**READING TEXT:**

What is the idea behind OKR?
OKR is a methodological framework designed for companies to maximize efficiency of resources through most effective allocation of these resources by increased communication between employees, employees and employers and firm-departments. The framework typically includes quarterly objectives, meaning that the company and its employees find themselves in a three-month cycle. Three steps are taken at the beginning of every cycle:
Step 1: defining 3-5 personal, team or company goals (objectives).
Step 2: 3-5 measurable results (key results) are specified to each objective, which can be measured in a range from 1-100% achievement.
Step 3: Creating weekly plans that align with the set key results and objectives.
Why OKR may be an idea worth looking into
In OKR transparency is used to reach more efficiency. The framework proposes a setting, where regularly all employees are informed about their co-workers’ goals and tasks, enabling informed decisions and the alignment of work force to reach mutual goals allowing an increased focus on the latter and therefore more efficiency.
Moreover, it has been shown in psychological research (Berggren, E. and Bernshteyn, R., 2007) that transparency in the workplace leads to happier employees. When employees know the reasons and goals behind their actions and what the employer expects, reasoning their own work will make them more motivated and happier. Employees show more personal involvement and reach more autonomy. The psychologist Abraham Maslow (1908-1970) argues that autonomy is what people strive for on their quest to self-actualization.
Communication is key, not only in one-to-one relationships, but in companies as a whole. OKR enables a very efficient communication, through distinctively giving communication a set place and a high priority in the process. What is more, employers, with a look to the quarterly goals, can now say “no” to tasks that do not help reach their current goal, minimizing ineffective use of work force, leaving employees less stressed.
Since people, who work in a firm together have different personalities (also see: “The Big Five …”) and therefore different strengths they could complement each other in many ways. This is only possible with effective communication, which is key in OKR. Likewise, increased communication leads to more mutual engagement and inspiration of each other, bringing the firm forward.

**DIRECTION A:** Select every line of the rows that contains the string "tree", treating uppercase and lowercase as different.

**SUPPLIED ENTRIES:**
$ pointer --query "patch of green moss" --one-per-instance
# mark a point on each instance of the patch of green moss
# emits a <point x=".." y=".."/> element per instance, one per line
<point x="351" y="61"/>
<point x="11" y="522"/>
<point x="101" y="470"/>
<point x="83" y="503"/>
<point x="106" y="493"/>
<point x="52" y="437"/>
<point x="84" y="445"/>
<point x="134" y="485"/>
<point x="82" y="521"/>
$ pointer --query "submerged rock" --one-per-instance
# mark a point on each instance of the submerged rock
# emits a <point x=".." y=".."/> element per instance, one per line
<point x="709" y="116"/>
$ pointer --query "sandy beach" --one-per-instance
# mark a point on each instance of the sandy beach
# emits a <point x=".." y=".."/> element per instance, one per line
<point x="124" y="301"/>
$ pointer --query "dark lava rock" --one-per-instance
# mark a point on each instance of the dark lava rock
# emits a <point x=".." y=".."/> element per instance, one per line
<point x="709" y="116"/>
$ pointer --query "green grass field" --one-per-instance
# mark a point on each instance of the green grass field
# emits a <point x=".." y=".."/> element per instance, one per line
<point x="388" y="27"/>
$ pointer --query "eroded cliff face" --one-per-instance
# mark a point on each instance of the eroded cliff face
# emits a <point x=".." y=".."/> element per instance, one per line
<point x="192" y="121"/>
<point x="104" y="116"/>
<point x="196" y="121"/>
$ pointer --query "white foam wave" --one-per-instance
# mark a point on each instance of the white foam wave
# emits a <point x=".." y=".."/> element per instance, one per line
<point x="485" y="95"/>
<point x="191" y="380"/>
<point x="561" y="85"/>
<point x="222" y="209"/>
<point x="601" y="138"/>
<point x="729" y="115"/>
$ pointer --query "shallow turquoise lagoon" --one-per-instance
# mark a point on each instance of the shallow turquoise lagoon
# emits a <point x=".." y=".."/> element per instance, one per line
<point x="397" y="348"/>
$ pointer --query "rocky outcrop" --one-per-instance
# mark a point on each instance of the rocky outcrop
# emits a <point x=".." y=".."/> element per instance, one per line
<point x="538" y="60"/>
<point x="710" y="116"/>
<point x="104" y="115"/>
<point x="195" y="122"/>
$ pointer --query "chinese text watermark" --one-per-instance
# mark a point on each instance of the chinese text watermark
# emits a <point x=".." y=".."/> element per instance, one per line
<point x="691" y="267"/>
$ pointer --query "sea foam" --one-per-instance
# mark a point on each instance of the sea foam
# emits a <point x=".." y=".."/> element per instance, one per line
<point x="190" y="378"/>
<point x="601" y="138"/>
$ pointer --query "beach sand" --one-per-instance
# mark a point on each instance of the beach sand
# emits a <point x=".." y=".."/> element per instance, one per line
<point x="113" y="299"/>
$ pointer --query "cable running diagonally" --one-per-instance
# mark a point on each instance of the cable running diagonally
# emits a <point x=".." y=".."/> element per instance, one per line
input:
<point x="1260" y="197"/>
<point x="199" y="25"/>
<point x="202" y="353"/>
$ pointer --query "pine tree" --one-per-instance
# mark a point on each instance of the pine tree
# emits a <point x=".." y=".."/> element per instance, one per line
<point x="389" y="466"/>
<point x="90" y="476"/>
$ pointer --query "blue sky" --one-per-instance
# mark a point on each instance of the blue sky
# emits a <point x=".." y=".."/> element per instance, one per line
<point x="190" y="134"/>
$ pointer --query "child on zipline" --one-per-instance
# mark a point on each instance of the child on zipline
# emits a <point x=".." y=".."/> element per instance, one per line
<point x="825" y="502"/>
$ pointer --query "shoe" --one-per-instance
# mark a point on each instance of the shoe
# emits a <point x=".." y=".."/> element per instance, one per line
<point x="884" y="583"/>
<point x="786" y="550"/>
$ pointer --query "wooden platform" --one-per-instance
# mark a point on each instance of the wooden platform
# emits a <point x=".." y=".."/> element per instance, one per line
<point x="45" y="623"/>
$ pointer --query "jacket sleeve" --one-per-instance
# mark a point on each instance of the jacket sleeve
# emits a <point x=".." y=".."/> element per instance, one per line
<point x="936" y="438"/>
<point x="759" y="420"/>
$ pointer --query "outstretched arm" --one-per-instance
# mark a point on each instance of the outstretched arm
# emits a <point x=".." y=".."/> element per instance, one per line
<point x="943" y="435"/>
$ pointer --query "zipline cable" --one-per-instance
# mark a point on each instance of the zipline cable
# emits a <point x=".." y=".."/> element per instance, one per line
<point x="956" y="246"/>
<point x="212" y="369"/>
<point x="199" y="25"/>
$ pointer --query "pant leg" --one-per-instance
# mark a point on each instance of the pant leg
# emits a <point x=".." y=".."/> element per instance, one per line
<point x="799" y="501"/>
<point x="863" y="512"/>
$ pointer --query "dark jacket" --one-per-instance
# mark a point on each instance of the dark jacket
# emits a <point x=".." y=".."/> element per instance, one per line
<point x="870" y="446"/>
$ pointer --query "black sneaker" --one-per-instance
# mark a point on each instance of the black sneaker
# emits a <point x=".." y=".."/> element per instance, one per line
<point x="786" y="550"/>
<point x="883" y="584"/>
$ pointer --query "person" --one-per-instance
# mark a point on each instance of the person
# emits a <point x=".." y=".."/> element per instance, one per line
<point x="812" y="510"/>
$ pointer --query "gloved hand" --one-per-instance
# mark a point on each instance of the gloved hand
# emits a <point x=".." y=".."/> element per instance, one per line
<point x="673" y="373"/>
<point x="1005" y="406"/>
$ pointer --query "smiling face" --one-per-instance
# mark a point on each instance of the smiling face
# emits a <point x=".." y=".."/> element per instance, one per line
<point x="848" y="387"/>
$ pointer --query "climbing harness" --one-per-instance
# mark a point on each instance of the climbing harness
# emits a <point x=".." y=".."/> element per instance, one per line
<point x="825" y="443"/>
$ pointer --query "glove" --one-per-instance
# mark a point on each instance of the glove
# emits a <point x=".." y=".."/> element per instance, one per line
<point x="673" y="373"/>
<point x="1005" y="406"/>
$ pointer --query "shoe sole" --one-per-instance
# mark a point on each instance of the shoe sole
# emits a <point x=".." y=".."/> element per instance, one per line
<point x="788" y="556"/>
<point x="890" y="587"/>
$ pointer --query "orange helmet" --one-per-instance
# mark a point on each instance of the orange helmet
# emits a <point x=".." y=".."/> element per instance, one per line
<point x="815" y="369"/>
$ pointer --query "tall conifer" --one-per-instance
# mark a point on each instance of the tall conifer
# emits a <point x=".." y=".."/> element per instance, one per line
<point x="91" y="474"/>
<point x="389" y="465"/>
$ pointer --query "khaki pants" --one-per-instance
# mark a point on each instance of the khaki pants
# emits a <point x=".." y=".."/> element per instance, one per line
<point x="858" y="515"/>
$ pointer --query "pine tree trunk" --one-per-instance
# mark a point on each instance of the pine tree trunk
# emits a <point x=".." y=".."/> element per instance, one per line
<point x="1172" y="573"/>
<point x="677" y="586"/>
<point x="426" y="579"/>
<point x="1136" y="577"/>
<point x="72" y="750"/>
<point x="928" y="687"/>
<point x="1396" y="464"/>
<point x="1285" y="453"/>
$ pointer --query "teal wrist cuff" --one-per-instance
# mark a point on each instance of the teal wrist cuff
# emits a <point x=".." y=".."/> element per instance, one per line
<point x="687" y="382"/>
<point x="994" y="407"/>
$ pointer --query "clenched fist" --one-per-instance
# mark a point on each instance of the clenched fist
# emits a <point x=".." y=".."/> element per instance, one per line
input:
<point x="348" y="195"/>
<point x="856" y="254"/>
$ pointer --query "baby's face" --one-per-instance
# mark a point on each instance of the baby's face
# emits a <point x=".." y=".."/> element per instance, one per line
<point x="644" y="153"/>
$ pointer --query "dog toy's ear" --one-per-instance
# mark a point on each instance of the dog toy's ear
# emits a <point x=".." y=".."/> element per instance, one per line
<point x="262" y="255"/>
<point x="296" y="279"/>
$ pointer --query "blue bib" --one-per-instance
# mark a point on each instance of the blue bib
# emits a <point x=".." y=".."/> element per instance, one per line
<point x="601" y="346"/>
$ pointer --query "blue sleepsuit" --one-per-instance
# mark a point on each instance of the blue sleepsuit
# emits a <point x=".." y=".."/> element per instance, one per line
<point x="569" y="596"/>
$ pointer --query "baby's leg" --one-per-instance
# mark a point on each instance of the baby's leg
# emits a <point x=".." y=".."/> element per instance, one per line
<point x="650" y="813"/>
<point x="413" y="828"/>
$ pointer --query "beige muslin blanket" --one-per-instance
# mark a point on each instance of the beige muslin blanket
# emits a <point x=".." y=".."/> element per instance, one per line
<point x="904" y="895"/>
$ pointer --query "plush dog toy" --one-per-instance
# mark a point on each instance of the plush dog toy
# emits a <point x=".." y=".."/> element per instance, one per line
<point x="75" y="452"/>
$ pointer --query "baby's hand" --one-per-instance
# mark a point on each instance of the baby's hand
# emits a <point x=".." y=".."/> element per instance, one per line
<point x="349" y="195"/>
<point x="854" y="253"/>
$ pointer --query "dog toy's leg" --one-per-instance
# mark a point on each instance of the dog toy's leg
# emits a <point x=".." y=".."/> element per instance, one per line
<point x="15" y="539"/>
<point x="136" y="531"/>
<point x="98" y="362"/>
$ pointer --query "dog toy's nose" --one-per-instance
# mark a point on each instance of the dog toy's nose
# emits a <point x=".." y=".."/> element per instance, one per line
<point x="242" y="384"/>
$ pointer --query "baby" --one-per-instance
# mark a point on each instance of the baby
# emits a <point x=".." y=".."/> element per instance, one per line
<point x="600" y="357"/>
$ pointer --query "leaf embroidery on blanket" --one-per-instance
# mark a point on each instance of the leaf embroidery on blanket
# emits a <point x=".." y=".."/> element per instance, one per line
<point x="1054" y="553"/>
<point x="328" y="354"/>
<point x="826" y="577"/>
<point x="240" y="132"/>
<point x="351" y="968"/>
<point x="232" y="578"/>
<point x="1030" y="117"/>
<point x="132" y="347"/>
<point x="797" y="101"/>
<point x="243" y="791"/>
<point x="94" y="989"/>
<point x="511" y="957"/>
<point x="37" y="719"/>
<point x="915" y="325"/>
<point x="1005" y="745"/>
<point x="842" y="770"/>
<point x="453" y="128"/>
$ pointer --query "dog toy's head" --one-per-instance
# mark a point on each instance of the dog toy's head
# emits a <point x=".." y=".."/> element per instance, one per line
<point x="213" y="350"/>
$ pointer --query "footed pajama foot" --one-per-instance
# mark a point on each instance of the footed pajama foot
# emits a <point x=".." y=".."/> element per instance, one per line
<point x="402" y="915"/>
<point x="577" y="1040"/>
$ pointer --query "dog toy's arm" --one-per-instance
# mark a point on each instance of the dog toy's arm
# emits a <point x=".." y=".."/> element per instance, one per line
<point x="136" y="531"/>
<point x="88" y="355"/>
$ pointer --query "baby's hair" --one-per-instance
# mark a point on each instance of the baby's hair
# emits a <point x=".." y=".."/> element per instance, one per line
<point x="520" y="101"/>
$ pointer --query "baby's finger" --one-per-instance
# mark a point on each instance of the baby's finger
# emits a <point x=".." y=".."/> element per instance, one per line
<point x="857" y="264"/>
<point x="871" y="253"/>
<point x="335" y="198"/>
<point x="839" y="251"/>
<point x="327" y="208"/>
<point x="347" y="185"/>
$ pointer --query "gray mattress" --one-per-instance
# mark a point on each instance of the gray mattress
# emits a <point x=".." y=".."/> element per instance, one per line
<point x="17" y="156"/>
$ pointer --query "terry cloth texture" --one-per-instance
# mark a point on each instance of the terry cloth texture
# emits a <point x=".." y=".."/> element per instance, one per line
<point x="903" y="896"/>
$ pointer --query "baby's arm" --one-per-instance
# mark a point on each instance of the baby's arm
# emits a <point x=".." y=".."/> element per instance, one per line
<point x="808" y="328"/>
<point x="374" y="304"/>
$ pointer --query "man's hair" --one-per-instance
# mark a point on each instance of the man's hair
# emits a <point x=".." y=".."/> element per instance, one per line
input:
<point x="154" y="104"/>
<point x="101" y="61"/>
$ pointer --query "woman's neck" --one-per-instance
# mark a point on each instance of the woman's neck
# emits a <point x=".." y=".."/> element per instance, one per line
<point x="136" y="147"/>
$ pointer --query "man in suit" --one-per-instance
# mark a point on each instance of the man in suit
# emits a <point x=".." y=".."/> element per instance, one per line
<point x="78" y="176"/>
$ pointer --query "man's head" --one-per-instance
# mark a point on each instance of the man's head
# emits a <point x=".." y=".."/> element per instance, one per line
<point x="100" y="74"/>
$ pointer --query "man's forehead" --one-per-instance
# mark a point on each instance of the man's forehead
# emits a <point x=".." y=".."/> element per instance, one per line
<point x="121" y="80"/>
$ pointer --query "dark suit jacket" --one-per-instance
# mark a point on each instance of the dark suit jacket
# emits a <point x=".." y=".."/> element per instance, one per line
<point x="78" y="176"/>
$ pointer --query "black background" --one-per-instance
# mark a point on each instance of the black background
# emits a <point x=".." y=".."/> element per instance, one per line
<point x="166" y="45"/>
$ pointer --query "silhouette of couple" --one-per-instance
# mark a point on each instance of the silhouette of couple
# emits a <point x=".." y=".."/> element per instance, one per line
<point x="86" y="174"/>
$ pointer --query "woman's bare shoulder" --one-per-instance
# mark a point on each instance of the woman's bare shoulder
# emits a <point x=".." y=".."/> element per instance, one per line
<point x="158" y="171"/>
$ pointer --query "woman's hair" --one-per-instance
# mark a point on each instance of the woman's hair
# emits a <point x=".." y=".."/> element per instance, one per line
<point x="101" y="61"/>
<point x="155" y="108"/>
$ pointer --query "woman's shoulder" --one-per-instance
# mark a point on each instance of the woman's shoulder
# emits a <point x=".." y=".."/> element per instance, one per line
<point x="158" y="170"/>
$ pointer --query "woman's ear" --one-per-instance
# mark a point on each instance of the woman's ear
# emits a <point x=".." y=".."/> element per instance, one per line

**DIRECTION B:** Write the next part of the OKR text, beginning right after its final sentence.

**RESPONSE A:**
$ pointer --query "pine tree" --one-per-instance
# mark a point on each instance of the pine tree
$ pointer --query "pine tree trunk" --one-per-instance
# mark a point on each instance of the pine tree trunk

**RESPONSE B:**
In OKR the focus is not only on what tasks an employee has completed but rather what the outcome is. Did it help reach the goal? This approach facilitates a structure in the firm, which lays the focus on common goals of the team, department or firm, bringing the company forward.
Last, but not least, OKR works in big and small firms well, but is especially effective in small firms and start-ups, when resources are limited but can be allocated in the most effective way with OKR.
Text written by: Sophia Wende for crispychoaching.com
BLOG ARTICLE: „The Big Five”
Berggren, E. and Bernshteyn, R. (2007), “Organizational transparency drives company performance”, Journal of Management Development, Vol. 26 No. 5, pp. 411-417. https://doi.org/10.1108/02621710710748248
Schmid, D. (2019, January 18). Auf diese Führungsmethode schwört man im Silicon Valley. Retrieved January 10, 2020, from https://www.impulse.de/management/unternehmensfuehrung/okr-methode/7311743.html.
Weekdone. (n.d.). OKR: Objectives and Key Results – Resources, Templates, Tutorial, Software. Retrieved from https://weekdone.com/resources/objectives-key-results.
“Benefits of OKRs.” Objectives and Key Results, https://objectives-key-results.com/benefits-of-okrs/.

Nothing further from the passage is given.